● **WHAT IS NEEDED**
Report how many lines below contain the word "standing", giving the number and no other words.

Dataset entries
++++++++++++++++++++

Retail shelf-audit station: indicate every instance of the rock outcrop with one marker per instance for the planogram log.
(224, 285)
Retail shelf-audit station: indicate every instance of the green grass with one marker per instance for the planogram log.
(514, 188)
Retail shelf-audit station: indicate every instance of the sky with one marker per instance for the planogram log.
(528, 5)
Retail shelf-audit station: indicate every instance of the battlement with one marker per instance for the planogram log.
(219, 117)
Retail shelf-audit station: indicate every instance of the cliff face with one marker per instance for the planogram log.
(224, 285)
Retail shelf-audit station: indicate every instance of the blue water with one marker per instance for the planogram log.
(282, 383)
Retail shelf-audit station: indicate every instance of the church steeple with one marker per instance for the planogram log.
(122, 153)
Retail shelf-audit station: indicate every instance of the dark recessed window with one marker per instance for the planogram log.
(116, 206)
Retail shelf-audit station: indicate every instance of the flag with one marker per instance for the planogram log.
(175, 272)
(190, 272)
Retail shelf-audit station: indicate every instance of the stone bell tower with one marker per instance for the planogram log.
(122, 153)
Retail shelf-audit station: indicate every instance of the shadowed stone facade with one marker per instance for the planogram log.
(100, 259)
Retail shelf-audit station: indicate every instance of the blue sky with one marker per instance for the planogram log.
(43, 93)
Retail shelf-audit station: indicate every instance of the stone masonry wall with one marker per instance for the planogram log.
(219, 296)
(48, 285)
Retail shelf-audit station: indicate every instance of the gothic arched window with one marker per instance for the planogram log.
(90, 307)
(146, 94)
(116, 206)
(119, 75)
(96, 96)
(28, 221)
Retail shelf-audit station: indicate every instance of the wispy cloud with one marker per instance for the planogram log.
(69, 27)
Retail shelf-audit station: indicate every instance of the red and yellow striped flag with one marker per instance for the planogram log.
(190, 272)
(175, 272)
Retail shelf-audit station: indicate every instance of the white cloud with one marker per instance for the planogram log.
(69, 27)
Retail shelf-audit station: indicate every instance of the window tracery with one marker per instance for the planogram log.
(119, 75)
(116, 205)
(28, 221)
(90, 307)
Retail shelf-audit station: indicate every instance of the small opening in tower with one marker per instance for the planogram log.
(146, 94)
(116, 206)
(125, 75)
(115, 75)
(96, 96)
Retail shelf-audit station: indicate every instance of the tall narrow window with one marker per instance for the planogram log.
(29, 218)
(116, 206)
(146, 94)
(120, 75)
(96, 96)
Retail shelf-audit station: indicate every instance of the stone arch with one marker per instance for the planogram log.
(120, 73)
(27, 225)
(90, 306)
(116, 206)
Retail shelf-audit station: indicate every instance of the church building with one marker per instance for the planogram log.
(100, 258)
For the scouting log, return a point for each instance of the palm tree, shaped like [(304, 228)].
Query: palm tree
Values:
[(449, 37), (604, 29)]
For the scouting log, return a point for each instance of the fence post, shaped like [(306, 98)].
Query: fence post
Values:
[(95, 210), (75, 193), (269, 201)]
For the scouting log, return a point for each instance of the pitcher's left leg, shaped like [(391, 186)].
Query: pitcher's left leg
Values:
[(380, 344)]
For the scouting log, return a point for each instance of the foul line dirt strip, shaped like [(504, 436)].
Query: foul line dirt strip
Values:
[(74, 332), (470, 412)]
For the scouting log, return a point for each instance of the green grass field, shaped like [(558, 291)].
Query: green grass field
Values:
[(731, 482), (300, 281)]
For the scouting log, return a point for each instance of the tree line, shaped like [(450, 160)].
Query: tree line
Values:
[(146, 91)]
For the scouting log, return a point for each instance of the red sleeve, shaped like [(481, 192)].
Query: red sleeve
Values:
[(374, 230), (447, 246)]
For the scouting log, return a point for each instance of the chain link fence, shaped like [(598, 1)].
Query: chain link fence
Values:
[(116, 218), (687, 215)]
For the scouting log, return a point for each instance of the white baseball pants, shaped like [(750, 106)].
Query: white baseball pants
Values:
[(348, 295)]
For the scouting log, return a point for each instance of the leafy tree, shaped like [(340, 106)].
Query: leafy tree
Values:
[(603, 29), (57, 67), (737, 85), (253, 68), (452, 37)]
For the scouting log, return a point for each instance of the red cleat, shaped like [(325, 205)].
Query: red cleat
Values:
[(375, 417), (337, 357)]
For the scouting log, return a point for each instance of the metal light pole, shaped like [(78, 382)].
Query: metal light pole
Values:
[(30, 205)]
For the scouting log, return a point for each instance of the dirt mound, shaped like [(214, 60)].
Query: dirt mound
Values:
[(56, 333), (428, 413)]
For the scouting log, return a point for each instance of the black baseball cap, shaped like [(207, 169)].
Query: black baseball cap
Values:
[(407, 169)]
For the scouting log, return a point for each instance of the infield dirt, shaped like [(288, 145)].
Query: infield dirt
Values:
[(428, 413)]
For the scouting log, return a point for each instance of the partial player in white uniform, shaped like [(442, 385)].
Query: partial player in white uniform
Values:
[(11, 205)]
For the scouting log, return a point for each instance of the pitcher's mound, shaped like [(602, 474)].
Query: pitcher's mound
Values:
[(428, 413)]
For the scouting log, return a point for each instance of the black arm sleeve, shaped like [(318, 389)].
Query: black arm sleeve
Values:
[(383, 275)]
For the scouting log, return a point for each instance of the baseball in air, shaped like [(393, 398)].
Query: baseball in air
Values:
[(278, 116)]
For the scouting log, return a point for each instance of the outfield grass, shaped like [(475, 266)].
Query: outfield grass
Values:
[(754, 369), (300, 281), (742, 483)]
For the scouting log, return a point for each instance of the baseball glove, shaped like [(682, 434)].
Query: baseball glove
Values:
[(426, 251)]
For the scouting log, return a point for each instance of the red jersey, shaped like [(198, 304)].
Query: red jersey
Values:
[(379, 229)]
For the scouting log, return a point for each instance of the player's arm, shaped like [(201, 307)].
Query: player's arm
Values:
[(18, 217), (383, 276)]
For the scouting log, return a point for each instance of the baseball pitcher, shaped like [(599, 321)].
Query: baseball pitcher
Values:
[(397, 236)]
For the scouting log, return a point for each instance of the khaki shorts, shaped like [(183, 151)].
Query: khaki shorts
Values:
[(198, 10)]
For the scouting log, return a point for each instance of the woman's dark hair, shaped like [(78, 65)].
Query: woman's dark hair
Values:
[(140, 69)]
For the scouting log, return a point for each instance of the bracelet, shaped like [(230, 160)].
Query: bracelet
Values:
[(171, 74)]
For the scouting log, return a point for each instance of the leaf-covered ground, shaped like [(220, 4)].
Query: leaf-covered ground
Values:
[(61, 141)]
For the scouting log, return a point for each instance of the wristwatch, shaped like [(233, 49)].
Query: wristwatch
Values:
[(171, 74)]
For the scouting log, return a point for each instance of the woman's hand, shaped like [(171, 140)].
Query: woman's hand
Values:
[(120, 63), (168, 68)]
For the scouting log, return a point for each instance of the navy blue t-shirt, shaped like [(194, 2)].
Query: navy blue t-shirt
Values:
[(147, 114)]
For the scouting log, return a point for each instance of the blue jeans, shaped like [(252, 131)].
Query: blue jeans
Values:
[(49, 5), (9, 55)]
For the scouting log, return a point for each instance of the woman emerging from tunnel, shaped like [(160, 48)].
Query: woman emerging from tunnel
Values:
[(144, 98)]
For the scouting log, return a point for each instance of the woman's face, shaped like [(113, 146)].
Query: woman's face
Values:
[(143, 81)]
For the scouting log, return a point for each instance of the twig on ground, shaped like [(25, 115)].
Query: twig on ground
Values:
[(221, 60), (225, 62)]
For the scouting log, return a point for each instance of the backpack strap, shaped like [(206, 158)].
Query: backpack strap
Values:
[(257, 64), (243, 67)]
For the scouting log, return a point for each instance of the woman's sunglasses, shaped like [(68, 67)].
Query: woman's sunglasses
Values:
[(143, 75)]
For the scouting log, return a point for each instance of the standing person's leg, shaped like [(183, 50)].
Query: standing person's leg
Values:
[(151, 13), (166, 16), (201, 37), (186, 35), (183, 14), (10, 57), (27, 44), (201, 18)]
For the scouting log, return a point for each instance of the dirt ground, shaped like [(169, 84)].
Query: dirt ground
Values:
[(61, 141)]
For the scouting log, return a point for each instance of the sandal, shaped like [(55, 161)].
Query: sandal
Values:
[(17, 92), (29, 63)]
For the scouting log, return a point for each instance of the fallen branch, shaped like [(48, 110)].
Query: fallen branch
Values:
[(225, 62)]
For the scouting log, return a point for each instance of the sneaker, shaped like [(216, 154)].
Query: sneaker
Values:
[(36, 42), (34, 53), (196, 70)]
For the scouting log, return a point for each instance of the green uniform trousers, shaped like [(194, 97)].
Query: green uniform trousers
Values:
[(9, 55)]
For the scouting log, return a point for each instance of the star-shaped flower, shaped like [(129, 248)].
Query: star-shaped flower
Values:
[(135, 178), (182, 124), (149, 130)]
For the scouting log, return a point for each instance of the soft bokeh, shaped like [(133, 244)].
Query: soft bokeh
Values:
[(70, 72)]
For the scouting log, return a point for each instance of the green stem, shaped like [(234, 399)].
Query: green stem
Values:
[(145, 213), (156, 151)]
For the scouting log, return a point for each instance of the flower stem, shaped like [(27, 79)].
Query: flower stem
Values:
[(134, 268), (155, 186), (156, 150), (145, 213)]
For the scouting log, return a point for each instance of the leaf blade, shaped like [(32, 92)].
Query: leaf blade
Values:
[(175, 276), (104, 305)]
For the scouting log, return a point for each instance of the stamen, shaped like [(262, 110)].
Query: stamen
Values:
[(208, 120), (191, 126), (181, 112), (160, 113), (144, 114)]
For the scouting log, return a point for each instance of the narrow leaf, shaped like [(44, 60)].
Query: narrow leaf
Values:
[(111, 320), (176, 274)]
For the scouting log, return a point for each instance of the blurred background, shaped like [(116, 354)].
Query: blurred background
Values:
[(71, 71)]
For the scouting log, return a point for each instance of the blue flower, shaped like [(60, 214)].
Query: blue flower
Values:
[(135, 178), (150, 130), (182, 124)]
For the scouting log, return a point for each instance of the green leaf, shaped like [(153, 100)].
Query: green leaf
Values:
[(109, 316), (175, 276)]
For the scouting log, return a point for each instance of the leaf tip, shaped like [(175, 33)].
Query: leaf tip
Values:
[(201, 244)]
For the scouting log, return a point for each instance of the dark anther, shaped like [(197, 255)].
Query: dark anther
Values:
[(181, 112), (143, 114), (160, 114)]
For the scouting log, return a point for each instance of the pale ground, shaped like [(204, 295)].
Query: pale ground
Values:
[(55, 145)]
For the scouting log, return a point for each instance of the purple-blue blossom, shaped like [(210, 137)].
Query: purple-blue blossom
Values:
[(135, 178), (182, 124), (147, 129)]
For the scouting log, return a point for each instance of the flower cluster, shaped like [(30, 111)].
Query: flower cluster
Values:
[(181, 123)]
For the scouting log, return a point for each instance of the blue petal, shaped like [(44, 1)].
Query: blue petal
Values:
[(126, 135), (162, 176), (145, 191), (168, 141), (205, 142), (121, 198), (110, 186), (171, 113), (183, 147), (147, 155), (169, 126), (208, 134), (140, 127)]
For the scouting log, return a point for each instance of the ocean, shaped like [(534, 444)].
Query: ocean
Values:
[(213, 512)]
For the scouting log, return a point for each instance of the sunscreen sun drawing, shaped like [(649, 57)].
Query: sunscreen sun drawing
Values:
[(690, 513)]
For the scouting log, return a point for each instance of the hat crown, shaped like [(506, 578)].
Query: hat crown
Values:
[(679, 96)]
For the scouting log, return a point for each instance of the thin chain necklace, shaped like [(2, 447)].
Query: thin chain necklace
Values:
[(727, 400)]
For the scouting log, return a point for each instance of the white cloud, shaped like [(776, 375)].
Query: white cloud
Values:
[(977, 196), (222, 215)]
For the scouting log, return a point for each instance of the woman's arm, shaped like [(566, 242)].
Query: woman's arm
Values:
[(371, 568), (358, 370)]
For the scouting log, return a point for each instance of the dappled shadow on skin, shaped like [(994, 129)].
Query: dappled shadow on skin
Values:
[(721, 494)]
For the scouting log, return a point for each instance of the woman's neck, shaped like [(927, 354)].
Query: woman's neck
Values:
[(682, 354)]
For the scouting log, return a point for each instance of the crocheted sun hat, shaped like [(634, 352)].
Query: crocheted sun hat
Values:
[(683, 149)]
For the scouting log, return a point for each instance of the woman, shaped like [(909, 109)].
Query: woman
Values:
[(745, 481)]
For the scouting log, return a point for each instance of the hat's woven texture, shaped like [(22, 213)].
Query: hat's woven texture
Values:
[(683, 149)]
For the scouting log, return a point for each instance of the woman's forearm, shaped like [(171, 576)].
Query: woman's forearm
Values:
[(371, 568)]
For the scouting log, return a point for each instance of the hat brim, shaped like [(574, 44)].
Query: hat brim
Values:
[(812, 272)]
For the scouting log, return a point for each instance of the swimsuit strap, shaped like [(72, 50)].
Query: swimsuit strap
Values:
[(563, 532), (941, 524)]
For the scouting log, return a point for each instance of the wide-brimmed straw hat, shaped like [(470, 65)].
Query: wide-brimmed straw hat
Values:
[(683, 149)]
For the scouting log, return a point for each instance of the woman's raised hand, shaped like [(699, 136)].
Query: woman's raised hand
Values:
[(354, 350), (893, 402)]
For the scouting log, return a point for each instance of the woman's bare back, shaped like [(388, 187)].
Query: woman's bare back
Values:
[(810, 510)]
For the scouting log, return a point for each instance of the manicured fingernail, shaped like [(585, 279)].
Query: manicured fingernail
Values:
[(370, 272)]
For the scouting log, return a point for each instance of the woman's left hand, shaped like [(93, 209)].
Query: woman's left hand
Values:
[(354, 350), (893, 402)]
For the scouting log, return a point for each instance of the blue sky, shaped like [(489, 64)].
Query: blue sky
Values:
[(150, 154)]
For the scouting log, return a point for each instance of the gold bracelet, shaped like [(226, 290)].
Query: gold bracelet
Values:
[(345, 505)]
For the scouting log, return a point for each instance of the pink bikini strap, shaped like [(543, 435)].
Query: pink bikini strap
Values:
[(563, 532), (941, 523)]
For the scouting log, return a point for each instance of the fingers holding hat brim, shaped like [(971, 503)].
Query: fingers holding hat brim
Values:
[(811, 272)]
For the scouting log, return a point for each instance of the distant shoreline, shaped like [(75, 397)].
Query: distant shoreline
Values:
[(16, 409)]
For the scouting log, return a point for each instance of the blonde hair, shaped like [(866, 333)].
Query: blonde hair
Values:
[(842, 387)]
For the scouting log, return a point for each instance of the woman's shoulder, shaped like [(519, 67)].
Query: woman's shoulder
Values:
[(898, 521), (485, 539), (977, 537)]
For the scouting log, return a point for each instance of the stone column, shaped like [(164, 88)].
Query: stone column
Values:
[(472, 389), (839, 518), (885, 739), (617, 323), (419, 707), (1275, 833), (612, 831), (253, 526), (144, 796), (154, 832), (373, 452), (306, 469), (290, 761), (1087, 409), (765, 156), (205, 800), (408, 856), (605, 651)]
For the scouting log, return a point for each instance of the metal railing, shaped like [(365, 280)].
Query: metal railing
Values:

++++++++++++++++++++

● **RESULT OF THE EXERCISE**
2